# [Texte du document]
(Les chantiers oubliés ou négligés ; les prêtes noms ; facture comptable…)
Il n’est pas de société moderne qui puisse être et se penser solidaire sans que ceux qui la composent ne soient convaincus que la justice et l’égalité fiscale y règnent. En même temps, la justice fiscale représente un enjeu essentiel particulièrement difficile à résoudre si on ne la rapporte pas à une philosophie et à une éthique générale. La connaissance des comportements sociaux de sa population est un élément central à considérer dans toute réflexion d’amélioration de la fiscalité. Le pouvoir souverain de l’Etat fait de lui le garant de cela. En effet, L’Etat par le biais de l’administration fiscale, son bras financier, développe et met en application toute politique fiscale qu’il juge nécessaire pour la réalisation de ses objectifs. L’administration fiscale a une lourde mission, celle de rassembler les ressources nécessaires pour le budget général de l’Etat. Elle doit se montrer efficace et performante dans la réalisation de ses objectifs. Elle se doit d’être évolutive, dynamique et créative.
Raison pour laquelle, il est important de définir une politique qui tienne compte de son environnement social, économique et politique mais encore plus psychologique. Jean DUBREGE affirmait à cet effet : « Toute politique fiscale, doit tenir compte de ces éléments psychosociologiques, faute de quoi elle risque de déboucher inévitablement sur des échecs[1] ». Il est donc normal que chacun participe à la croissance de l’État selon ses capacités contributives. Mais qu’entends-t-on par élargissement de l’assiette fiscale ? Quelles sont les raisons de sa faiblesse ? Quelles pourrait être les solutions ?
I. QU’EST-CE QUE L’ON ENTEND PAR ELARGISSEMENT DE L’ASSIETTE FISCALE ?
A. Présentation
L’assiette fiscale est un montant auquel s’applique un taux d’imposition (Taux fixé par une loi fiscale pour le prélèvement d’un impôt sur les bénéfices des sociétés ou sur le revenu des particuliers) ou de taxation. Le prélèvement fiscal, au Cameroun, est opéré sur les biens, les revenus ou les dépenses que possèdent, gagnent ou réalisent les citoyens qui peuvent être des personnes physiques ou personnes morales. Le nombre élevé de citoyens actifs constitue un potentiel sur lequel l’Etat, à travers son Administration fiscale, peut prélever des ressources pour pouvoir couvrir les besoins de fonctionnement et atteindre ses objectifs de développement.

# [Exercice]
Continuez le texte sur l'élargissement de l'assiette fiscale après sa dernière phrase. La liste qui suit ne sert pas pour cet exercice.

# [Entrées d'un jeu de données de pointage]

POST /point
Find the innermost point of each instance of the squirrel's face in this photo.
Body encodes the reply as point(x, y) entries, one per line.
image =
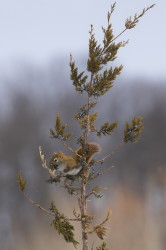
point(56, 160)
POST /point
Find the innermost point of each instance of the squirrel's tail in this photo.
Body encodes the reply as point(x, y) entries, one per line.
point(92, 148)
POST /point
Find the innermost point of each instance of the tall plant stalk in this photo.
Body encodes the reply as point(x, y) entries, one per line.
point(101, 80)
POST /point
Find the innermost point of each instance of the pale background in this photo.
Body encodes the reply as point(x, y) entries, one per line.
point(36, 38)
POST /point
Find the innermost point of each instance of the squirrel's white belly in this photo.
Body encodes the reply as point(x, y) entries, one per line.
point(73, 171)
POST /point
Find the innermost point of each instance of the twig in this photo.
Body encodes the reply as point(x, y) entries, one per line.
point(110, 154)
point(45, 210)
point(102, 173)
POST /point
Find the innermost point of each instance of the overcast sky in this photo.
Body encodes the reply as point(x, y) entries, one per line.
point(38, 31)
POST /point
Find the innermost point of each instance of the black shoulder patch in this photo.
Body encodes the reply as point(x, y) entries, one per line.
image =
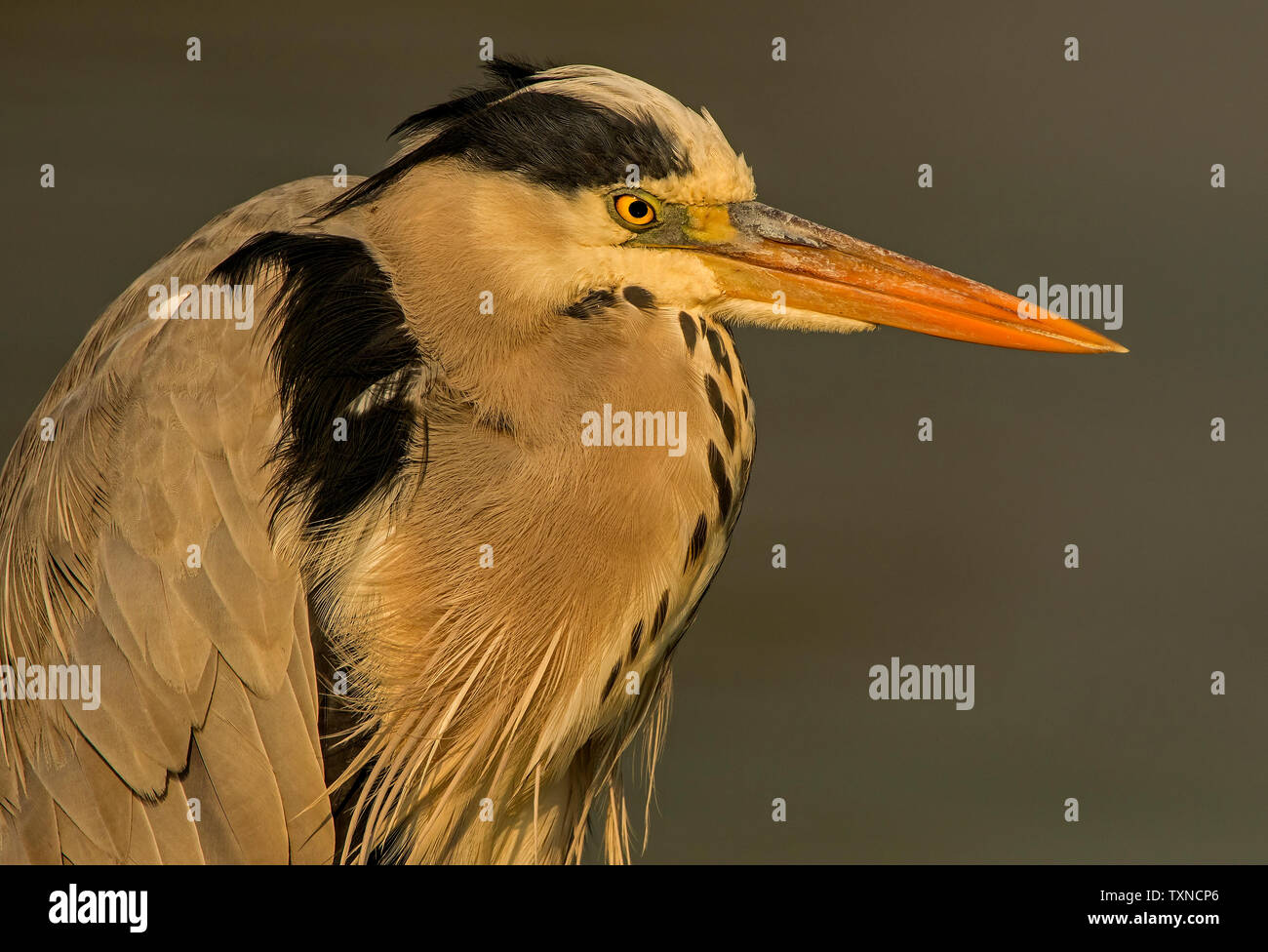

# [Réponse]
Quand les économistes parlent d’un élargissement de l’assiette fiscale, ils font allusion à un accroissement du montant ou du taux d’imposition d’un impôt ou d’une taxe qui s’appliquera désormais à un plus large éventail de biens, de services ou de revenus. Dans le cas de l’impôt sur le revenu, l’assiette est le revenu ou le bénéfice imposable. Certains types de revenus sont exclus de la définition du revenu imposable (ex. une partie des gains en capital). Dans le cas des taxes de vente, l’assiette est la valeur des articles assujettis à la taxe ; les produits alimentaires de base, par exemple, sont exclus de l’assiette de la taxe sur les produits et services. Il faut préciser qu’accroitre le rendement budgétaire ne nécessite pas parfois une orientation expansive de l’impôt. Au Cameroun par exemple, l’assiette fiscale est faible et de ce fait ne contribue pas véritablement au développement du pays.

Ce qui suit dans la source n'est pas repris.